Aim of the task. Starting at the line that contains "Keep to these rules. Indicate every instance of the tree" and ending at the line that contains "Keep to these rules. Indicate every instance of the distant", the lines below are to be given again exactly, with nothing added.

Records provided.
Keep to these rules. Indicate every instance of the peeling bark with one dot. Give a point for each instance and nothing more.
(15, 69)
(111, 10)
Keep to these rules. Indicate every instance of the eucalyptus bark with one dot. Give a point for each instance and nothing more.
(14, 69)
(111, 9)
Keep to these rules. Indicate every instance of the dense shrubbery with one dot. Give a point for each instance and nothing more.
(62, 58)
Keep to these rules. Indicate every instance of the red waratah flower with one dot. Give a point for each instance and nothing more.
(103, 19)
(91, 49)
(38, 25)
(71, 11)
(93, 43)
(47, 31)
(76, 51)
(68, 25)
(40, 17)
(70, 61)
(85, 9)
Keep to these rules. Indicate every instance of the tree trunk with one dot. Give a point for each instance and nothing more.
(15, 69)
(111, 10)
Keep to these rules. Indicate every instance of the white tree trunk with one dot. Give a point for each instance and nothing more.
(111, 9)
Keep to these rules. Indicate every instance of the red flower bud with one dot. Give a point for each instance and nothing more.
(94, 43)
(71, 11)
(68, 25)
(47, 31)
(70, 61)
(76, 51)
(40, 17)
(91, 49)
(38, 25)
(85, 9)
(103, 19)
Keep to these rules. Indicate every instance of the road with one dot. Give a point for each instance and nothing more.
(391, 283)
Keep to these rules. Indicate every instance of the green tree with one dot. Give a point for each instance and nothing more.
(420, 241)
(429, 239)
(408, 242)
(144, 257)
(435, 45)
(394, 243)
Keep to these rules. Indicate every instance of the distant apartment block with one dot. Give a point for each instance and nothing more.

---

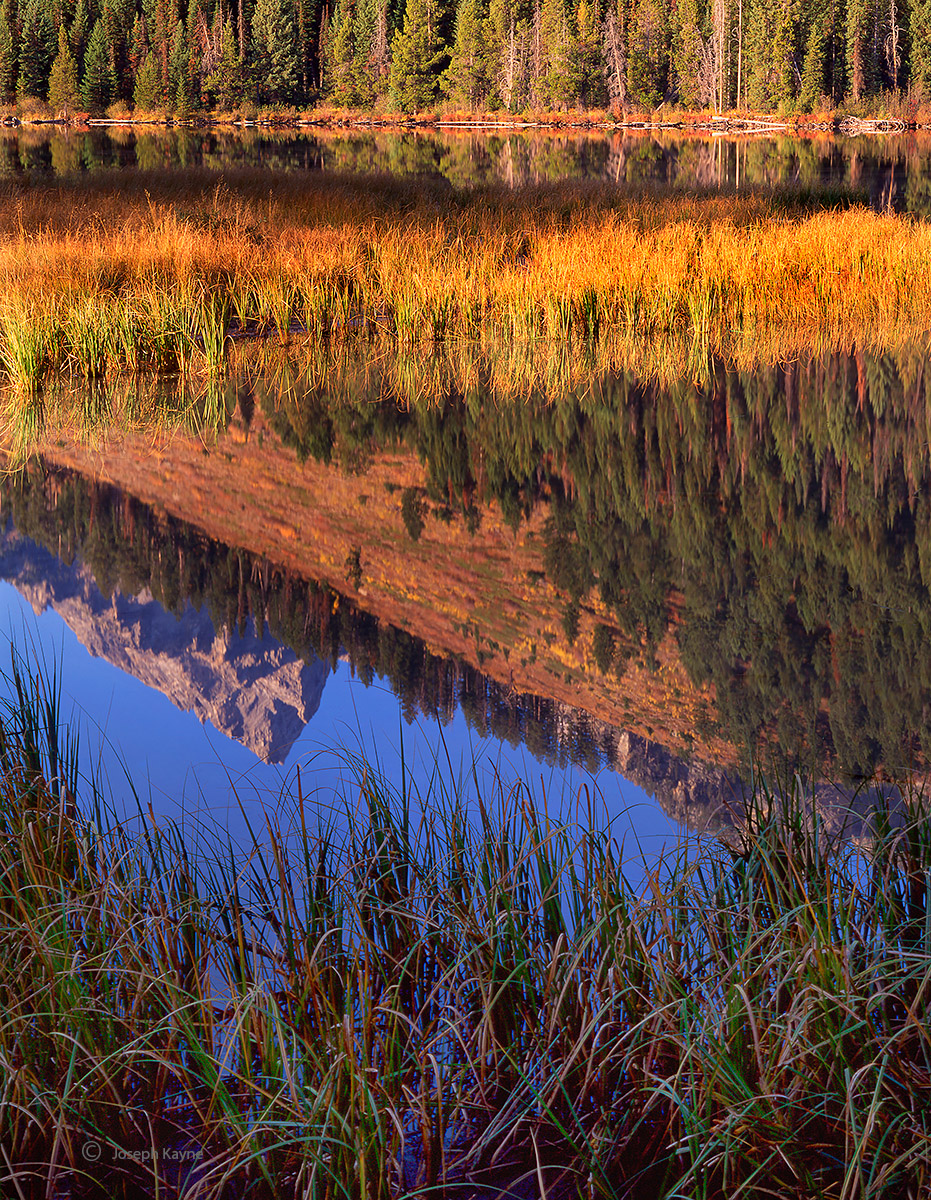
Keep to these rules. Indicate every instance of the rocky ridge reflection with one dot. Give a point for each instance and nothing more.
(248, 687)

...

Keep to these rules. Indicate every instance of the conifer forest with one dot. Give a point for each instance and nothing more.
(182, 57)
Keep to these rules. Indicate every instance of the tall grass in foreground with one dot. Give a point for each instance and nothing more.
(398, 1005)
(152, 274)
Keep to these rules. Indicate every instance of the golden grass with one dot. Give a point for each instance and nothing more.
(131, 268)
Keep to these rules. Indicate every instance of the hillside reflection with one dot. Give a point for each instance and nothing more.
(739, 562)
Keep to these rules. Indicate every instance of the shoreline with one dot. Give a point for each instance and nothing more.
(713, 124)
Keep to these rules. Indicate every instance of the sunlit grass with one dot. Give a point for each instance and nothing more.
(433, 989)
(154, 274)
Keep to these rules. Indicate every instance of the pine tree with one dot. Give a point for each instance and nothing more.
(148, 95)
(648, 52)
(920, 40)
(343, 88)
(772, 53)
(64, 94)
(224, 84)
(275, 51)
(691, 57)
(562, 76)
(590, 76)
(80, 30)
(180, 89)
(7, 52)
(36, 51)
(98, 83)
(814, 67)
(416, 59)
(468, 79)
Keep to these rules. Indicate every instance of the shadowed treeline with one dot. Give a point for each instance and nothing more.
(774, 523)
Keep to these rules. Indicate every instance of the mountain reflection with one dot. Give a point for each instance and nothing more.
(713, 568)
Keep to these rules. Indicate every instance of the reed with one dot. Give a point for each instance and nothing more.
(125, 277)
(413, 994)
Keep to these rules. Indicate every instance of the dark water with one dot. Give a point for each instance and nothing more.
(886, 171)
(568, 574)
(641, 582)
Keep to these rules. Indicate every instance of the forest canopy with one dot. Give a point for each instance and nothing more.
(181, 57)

Written solution.
Keep to these rules. Indicate every instance of the tree trunk with one dot. Give a point for each instance and nothing more.
(15, 69)
(111, 10)
Keep to these rules. Indicate every instance of the white tree trunk with one dot. Give a point for each instance and nothing more.
(111, 9)
Keep to these rules. Indicate every instance of the red flower bud with one dot. Give a point for each instance and nothing more.
(94, 43)
(71, 11)
(68, 25)
(47, 31)
(70, 61)
(76, 51)
(40, 17)
(91, 49)
(38, 25)
(85, 9)
(103, 19)
Keep to these rules. Indicate every instance of the road with one dot. Give a point for each instance and nothing more.
(391, 283)
Keep to these rules. Indicate every instance of the green tree with one dot. Give a point for each instance and nothing more.
(420, 241)
(429, 239)
(408, 242)
(144, 257)
(435, 45)
(394, 243)
Keep to these rules. Indicate every instance of the distant apartment block with one dot. Give a point for each instance and nothing more.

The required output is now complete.